## BEGIN Material for this exercise

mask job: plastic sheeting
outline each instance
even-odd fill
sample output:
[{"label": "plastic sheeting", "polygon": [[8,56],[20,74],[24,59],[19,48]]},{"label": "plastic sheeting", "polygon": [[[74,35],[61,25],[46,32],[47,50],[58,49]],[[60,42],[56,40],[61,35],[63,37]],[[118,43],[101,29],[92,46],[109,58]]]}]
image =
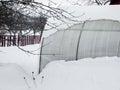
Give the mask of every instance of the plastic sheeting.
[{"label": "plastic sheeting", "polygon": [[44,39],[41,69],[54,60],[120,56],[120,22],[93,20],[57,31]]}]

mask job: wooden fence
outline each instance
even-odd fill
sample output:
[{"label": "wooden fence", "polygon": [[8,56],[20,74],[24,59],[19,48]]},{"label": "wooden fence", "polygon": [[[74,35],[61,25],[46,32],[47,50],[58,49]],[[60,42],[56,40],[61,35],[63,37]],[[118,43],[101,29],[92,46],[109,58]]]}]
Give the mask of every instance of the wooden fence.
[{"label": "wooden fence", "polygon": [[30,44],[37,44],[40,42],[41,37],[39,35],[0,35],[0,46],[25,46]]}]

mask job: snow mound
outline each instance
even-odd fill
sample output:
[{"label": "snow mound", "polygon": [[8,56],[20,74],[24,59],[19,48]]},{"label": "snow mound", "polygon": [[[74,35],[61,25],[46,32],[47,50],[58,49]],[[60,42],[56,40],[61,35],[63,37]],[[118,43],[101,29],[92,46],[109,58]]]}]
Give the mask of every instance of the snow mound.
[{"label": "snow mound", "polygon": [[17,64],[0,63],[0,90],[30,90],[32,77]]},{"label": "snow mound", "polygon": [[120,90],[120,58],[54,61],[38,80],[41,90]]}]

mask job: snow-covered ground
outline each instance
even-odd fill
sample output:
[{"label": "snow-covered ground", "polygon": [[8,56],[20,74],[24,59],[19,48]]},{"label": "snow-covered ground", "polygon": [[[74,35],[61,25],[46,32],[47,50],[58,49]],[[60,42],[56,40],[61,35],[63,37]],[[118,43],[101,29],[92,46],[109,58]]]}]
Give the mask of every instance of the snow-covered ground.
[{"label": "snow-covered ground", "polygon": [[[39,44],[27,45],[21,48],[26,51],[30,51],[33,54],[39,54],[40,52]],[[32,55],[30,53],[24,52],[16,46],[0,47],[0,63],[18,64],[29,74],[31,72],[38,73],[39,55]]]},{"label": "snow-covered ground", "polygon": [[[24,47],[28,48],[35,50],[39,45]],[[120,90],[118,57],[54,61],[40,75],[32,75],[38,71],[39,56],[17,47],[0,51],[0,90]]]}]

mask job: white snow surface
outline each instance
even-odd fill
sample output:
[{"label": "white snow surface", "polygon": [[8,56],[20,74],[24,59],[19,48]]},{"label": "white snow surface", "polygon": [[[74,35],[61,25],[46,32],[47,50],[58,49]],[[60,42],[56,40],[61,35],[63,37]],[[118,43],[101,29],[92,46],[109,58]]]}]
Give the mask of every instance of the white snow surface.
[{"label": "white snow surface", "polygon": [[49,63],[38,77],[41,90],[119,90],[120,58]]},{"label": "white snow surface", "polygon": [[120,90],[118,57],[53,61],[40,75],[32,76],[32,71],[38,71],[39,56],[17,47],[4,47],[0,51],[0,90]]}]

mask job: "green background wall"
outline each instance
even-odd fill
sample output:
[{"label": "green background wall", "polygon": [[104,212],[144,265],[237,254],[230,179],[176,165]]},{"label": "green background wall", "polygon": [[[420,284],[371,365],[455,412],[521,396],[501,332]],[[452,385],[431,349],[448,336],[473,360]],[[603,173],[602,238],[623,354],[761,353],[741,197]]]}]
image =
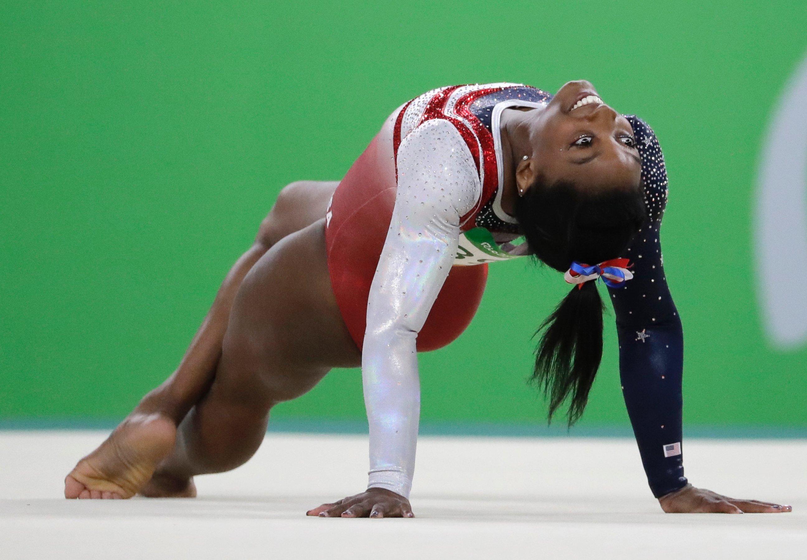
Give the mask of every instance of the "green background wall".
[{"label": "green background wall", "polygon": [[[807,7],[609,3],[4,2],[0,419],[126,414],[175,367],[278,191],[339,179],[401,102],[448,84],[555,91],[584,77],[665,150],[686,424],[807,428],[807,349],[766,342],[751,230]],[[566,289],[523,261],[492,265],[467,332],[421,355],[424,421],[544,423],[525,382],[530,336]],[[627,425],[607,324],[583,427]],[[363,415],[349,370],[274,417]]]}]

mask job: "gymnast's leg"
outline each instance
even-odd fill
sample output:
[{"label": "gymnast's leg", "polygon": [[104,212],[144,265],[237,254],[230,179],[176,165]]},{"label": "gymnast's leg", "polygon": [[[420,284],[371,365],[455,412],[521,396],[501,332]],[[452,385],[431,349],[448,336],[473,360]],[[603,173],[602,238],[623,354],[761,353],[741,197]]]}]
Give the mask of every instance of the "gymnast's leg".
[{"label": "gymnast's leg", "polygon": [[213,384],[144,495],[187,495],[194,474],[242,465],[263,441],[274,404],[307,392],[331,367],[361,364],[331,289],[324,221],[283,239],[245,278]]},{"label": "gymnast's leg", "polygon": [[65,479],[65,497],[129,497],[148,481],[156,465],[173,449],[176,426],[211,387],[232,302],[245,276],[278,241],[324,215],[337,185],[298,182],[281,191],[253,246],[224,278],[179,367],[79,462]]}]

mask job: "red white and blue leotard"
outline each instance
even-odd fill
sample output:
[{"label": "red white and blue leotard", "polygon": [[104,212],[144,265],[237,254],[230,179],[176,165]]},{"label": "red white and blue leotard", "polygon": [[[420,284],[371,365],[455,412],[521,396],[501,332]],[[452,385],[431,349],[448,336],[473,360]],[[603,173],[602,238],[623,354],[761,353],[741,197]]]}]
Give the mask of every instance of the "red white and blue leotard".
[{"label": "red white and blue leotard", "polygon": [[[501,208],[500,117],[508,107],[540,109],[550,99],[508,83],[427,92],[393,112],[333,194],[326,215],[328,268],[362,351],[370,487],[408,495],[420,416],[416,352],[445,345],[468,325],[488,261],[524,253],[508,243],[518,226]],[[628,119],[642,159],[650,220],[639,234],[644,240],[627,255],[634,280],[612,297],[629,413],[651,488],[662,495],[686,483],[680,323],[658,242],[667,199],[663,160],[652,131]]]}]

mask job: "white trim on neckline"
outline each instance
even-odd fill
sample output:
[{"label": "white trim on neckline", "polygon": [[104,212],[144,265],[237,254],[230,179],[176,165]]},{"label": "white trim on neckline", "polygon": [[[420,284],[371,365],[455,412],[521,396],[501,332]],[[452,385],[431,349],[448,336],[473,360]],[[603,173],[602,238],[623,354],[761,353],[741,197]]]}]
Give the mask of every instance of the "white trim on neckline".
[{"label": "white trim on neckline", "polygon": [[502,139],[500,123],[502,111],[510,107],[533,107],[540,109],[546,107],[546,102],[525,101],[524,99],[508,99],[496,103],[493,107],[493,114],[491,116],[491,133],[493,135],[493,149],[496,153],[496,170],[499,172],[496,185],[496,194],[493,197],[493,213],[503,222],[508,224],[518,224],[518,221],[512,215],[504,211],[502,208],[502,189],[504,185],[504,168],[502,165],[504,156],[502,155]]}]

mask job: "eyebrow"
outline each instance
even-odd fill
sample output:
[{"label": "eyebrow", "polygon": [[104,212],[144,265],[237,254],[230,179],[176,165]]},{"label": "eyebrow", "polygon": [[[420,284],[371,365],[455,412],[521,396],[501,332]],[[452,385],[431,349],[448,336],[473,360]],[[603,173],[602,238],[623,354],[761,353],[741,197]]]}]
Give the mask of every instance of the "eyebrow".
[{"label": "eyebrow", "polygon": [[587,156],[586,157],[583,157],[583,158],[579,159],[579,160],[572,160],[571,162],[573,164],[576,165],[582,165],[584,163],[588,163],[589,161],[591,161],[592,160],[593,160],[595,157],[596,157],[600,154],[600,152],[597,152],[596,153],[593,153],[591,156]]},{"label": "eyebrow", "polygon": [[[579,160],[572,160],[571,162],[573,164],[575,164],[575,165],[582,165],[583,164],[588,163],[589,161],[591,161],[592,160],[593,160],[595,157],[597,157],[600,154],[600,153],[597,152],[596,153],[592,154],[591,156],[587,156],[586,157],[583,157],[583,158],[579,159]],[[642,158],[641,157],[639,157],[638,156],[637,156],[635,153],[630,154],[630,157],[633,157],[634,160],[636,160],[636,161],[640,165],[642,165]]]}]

## END Material for this exercise
## BEGIN Material for this exercise

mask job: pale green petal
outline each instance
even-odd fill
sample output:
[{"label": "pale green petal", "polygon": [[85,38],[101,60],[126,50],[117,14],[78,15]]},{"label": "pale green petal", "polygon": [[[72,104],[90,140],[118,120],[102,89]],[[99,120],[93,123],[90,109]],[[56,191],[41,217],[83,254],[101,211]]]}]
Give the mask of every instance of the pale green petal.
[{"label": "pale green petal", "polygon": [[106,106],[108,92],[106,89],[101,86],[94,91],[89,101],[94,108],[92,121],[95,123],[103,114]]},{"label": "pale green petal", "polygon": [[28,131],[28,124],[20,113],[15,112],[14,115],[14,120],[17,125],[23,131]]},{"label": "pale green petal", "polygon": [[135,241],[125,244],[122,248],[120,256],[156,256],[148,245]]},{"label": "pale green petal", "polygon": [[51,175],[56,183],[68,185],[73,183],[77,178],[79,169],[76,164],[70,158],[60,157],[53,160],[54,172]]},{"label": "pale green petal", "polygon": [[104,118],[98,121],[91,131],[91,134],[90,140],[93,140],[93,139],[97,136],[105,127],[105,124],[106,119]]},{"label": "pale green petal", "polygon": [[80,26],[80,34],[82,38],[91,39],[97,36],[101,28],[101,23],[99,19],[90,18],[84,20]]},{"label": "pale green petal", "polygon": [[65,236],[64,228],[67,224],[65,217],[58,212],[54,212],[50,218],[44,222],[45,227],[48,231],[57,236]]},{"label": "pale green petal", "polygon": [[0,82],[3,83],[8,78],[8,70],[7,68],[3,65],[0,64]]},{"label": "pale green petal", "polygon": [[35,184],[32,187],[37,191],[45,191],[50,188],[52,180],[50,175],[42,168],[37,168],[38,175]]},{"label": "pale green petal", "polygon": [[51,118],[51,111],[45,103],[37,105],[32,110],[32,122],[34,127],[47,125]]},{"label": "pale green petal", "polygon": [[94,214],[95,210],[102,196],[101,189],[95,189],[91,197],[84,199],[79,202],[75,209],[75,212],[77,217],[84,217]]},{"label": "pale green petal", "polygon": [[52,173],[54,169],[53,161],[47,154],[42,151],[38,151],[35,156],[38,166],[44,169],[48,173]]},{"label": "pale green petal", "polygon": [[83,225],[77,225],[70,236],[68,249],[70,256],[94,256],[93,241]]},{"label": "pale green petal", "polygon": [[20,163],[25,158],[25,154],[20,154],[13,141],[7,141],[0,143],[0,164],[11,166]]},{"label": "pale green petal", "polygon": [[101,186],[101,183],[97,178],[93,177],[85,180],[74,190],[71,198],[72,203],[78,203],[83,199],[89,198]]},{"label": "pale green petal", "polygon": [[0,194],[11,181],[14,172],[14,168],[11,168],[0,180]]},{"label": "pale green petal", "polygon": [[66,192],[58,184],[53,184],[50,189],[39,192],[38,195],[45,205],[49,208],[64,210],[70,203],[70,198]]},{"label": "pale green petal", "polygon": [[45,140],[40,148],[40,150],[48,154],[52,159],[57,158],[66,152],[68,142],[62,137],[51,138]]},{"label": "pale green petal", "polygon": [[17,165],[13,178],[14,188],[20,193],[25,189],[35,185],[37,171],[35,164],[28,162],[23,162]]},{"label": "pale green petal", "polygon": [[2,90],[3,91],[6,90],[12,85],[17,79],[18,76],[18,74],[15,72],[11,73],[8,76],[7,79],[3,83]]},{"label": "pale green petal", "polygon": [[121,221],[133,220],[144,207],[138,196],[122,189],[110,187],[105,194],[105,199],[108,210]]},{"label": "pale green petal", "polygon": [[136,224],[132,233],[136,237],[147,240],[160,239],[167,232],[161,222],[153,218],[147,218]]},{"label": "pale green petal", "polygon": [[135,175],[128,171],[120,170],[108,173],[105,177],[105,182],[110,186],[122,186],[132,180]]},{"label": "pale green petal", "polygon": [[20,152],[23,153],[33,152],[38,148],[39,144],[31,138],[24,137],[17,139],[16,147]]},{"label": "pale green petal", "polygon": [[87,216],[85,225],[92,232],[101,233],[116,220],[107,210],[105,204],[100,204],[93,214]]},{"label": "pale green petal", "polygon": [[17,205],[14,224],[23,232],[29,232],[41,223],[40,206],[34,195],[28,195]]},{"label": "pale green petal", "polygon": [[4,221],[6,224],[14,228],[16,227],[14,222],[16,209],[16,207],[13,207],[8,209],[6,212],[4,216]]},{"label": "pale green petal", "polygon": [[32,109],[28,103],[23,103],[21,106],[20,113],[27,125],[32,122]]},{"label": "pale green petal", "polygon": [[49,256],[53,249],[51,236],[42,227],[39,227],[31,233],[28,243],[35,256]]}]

## END Material for this exercise
## BEGIN Material for this exercise

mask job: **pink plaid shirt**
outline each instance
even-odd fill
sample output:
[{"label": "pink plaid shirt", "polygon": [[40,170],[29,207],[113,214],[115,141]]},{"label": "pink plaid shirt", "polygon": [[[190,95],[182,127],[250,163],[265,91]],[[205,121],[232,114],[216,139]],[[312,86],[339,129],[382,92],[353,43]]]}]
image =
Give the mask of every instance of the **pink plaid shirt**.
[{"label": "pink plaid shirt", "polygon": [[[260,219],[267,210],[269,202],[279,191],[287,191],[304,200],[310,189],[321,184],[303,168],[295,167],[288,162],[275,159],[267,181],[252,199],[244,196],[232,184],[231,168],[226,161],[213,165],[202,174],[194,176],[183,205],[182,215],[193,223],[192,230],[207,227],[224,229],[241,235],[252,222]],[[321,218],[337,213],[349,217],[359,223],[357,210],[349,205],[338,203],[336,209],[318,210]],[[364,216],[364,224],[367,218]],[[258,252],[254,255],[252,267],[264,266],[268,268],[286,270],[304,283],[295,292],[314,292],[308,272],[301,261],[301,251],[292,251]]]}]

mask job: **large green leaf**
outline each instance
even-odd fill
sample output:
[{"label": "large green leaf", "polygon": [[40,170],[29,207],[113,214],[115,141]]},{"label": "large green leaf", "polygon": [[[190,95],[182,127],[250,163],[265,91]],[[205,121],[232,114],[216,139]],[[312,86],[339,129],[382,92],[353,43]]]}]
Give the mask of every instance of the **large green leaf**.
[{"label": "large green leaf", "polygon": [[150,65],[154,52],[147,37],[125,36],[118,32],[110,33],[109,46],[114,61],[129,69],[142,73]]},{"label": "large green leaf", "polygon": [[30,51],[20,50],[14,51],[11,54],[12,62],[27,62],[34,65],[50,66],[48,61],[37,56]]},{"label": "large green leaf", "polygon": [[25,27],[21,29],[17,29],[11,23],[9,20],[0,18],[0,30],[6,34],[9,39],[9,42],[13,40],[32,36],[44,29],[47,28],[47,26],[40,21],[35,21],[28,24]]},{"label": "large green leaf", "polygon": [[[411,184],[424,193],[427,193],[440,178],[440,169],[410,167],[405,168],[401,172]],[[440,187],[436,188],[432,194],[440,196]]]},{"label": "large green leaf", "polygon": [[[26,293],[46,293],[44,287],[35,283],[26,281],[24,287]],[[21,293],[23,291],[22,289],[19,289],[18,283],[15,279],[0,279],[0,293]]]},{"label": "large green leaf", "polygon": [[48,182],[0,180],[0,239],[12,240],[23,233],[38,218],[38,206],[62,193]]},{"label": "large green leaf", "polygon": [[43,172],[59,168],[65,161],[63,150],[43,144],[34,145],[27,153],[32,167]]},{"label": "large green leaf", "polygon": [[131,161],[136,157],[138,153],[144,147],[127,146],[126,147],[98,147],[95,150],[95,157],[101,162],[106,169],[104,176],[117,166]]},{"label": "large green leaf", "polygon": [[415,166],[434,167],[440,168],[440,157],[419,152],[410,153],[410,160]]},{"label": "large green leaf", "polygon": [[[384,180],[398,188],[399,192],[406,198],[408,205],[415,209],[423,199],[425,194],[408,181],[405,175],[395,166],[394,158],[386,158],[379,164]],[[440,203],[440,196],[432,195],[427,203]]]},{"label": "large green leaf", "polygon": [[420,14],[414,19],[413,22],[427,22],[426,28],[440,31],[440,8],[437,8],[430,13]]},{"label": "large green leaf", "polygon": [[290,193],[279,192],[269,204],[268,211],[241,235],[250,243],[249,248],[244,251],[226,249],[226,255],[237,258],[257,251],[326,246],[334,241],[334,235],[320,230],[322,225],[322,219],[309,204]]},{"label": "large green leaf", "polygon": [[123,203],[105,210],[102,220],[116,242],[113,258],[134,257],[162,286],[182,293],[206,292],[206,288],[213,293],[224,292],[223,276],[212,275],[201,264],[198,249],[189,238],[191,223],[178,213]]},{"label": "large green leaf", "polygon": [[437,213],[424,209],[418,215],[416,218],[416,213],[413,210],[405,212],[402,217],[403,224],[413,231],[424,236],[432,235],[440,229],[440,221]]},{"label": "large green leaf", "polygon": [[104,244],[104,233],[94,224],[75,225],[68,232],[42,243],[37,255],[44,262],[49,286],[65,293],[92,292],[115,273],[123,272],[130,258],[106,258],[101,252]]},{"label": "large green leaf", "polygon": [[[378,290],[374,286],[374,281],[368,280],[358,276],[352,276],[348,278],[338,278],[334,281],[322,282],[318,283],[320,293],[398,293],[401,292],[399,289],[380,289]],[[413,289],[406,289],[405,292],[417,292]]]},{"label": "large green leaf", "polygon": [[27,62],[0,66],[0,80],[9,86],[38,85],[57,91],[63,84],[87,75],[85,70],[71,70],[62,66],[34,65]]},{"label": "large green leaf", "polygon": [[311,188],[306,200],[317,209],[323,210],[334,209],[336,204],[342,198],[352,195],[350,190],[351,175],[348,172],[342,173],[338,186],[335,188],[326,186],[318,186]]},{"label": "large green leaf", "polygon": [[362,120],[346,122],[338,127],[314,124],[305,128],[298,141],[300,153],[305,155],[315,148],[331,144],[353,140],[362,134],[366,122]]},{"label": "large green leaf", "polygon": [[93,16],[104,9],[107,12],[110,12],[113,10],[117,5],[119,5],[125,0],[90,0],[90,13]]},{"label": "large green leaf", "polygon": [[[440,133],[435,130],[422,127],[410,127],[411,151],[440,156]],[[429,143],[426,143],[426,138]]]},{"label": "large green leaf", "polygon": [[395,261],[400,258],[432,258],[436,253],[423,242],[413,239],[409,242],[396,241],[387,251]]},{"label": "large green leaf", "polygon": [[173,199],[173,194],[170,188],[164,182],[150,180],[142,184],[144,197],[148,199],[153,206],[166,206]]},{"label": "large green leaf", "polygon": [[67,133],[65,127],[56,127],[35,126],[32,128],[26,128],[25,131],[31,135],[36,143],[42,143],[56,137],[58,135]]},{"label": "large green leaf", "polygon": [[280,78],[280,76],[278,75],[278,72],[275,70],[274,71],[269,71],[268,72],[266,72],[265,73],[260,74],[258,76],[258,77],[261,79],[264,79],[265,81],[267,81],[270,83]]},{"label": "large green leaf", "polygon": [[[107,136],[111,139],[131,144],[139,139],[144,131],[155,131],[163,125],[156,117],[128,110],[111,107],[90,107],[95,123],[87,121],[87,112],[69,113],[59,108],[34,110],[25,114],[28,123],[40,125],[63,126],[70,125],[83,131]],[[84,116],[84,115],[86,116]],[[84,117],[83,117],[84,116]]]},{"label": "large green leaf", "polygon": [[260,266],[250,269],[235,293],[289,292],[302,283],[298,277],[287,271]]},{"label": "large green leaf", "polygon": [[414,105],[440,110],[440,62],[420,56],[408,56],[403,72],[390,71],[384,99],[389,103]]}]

## END Material for this exercise

How many lines of the records above contain the string "plastic"? Reply with the number only.

» Finished task
4